▶ TASK BRIEF
Please recast every line of the entries below as a numbered list, leaving out blank lines. Omit the pictures from your answer.

Labeled area outline entries:
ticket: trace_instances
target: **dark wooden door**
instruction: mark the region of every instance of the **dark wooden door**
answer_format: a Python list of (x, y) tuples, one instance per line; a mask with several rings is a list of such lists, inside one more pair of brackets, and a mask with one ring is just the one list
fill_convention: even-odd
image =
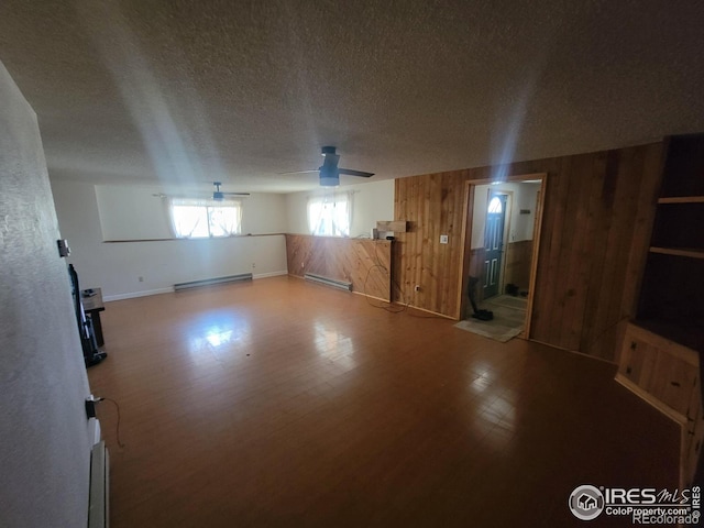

▶ SOLUTION FOR THIS PROBLEM
1. ticket: trace_instances
2. target: **dark wooden door**
3. instruction: mark the region of every instance of the **dark wooden door**
4. answer_format: a Python list of (x, y) tuples, one instance per line; a mask with several rings is a list of such lists, inside one more pair of brackets, and a mask with one ring is just the one list
5. fill_convention: even-odd
6. image =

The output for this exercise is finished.